▶ GIVEN EXERCISE
Render everything from the start of the records down to the line containing "0,0 -> 900,158" as a JSON list of strings, one string per line, leaving out blank lines.
-------- EXERCISE DATA
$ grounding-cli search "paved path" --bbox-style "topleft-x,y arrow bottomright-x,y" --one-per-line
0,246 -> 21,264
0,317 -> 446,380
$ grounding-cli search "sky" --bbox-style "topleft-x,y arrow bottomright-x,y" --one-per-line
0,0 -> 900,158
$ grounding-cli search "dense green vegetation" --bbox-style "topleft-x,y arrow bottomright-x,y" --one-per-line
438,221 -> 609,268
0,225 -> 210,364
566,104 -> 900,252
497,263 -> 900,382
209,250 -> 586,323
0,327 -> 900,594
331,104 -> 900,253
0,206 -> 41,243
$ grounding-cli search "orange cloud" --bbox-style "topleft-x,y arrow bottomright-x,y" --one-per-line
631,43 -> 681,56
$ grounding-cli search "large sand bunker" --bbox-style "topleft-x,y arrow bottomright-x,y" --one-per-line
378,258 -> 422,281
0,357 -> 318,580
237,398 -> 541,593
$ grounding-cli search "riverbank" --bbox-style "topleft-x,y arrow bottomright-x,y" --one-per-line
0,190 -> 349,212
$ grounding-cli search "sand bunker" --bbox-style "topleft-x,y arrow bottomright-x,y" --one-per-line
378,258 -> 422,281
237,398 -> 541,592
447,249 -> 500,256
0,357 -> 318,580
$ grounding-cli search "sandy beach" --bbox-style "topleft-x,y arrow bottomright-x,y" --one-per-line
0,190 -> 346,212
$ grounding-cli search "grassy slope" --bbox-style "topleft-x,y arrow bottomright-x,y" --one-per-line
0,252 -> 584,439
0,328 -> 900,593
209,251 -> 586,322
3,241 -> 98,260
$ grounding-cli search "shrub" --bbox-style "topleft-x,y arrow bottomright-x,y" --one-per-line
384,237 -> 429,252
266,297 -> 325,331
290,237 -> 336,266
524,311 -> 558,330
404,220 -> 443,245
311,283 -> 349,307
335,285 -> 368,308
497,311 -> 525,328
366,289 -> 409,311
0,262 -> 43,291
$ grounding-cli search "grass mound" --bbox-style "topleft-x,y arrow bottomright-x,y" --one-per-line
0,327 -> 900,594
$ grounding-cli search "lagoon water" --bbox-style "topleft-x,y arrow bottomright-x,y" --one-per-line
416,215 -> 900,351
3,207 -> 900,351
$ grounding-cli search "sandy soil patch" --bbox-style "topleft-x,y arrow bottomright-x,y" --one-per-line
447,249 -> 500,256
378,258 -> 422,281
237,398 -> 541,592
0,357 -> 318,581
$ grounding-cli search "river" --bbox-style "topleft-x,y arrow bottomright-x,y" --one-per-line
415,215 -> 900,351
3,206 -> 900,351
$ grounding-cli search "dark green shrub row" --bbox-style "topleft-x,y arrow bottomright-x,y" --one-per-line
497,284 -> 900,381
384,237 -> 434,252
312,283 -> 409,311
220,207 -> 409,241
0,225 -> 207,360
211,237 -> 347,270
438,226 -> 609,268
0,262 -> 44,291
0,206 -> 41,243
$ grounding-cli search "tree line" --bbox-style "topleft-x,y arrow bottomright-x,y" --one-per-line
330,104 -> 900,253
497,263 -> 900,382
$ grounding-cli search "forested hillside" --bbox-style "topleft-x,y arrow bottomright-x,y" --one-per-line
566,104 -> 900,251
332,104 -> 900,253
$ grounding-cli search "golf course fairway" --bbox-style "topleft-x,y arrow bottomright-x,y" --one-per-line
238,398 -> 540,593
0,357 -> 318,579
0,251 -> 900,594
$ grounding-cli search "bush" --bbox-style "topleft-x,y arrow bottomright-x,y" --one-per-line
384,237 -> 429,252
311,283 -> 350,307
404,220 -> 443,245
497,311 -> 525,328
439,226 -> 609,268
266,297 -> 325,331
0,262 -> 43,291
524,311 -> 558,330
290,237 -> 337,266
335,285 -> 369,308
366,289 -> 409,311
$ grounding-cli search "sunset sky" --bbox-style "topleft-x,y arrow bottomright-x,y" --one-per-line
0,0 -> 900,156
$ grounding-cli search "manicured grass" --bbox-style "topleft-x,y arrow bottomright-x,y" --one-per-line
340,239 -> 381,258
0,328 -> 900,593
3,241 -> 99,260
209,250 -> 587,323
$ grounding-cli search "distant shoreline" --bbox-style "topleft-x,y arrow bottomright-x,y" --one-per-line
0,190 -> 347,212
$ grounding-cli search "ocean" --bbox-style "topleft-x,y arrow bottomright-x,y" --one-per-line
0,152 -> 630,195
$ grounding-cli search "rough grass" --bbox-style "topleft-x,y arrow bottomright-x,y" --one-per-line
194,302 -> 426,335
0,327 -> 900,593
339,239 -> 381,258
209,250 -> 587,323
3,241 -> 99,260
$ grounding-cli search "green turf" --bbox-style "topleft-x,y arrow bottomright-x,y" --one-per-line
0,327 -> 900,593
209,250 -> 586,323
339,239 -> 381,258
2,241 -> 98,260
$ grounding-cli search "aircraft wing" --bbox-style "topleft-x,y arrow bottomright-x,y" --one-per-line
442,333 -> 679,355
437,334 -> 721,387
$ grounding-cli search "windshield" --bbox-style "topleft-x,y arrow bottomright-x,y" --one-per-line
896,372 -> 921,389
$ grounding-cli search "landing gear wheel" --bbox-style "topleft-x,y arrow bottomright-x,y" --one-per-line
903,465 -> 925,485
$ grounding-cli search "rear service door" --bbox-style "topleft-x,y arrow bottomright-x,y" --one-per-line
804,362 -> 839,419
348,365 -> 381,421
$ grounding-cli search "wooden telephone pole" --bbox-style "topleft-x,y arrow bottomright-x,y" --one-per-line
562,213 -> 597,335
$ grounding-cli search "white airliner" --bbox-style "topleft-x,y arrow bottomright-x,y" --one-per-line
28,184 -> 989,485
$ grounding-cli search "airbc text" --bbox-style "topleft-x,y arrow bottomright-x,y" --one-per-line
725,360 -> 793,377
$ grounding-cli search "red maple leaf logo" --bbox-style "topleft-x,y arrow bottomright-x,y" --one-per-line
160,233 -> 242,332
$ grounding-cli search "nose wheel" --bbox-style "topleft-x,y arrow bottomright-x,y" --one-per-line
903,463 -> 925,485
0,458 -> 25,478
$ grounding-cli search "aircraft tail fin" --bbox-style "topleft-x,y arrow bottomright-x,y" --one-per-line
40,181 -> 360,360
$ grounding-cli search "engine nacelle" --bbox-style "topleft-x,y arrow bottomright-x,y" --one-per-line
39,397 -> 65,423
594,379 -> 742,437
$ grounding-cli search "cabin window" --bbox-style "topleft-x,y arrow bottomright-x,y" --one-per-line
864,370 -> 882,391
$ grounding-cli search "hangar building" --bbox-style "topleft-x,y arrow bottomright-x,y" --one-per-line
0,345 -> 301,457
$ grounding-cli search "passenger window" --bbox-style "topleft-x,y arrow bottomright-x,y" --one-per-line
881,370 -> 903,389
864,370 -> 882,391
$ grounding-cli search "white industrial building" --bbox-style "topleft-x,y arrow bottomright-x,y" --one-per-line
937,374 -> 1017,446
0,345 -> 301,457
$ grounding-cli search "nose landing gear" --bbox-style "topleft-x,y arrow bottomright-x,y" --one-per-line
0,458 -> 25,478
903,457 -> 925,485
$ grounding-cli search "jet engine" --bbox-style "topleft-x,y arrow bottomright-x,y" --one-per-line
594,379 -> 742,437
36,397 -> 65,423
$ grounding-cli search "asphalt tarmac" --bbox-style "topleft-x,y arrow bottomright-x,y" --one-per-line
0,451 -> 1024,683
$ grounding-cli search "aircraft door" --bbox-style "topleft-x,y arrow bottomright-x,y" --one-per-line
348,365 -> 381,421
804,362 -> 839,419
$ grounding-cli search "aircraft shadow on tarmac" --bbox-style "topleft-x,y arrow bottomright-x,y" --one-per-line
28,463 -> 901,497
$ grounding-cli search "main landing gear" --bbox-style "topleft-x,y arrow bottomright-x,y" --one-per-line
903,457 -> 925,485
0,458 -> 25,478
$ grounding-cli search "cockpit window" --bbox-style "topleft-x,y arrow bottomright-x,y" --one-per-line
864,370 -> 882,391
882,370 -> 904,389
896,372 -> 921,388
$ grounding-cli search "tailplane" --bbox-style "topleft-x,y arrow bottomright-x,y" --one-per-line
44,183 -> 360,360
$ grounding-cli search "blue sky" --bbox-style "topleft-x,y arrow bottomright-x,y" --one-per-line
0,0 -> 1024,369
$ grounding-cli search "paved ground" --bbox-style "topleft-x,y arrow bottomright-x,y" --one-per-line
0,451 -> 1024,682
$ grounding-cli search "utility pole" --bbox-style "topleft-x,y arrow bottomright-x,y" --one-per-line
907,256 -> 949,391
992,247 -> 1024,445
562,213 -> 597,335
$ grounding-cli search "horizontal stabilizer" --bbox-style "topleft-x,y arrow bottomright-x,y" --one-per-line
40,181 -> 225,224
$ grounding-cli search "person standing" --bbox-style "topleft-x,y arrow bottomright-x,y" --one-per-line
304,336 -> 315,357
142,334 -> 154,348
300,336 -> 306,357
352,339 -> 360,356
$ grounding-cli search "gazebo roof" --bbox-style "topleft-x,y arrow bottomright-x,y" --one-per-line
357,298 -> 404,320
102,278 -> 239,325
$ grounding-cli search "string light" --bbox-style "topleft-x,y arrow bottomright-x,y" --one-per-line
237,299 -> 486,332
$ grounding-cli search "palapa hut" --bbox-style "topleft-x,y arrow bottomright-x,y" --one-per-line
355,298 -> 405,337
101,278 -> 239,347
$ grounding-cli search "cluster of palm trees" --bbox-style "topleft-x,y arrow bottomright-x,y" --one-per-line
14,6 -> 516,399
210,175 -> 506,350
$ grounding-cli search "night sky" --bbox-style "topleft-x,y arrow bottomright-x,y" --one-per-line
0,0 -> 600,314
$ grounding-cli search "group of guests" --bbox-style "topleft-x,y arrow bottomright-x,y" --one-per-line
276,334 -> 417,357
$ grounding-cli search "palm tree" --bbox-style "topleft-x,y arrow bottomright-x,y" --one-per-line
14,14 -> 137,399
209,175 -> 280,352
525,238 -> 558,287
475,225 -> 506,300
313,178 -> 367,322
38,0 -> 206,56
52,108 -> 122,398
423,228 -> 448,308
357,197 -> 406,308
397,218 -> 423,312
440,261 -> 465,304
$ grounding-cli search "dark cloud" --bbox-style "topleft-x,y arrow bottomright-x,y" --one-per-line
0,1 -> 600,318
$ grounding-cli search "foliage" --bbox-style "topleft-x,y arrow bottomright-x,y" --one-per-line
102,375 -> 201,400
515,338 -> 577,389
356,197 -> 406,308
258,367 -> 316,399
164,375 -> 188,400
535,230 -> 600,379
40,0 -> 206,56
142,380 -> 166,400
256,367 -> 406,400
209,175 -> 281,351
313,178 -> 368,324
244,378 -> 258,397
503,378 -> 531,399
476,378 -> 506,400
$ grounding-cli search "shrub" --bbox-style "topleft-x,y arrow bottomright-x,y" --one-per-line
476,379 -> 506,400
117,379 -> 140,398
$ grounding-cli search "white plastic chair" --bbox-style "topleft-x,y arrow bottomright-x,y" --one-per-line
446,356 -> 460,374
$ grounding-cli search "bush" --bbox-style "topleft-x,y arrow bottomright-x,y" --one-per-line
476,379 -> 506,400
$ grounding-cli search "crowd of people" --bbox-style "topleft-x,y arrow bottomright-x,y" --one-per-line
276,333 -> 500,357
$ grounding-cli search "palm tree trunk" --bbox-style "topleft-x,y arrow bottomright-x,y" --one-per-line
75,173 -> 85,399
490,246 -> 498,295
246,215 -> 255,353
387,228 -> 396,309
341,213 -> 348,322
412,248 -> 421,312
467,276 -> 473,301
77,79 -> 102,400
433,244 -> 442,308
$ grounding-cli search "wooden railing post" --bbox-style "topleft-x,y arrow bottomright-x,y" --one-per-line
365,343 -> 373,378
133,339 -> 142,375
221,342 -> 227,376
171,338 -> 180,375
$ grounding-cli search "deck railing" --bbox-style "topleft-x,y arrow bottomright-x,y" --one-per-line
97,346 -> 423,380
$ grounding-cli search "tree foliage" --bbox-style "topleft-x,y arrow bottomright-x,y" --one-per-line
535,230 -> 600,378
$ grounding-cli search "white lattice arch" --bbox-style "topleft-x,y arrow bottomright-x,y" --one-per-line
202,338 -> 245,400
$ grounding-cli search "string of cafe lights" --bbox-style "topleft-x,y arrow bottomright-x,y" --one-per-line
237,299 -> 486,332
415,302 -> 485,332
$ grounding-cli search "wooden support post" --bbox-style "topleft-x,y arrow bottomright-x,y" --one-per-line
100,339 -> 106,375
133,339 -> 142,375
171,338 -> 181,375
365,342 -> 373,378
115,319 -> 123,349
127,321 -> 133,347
----------------
▶ ANSWER IN FULL
[
  "$ grounding-cli search \"paved path\" --bbox-style \"topleft-x,y arrow bottomright-x,y\" --one-per-line",
  "0,246 -> 21,264",
  "0,317 -> 446,380",
  "$ grounding-cli search \"sky\" --bbox-style \"topleft-x,y arrow bottomright-x,y\" --one-per-line",
  "0,0 -> 900,158"
]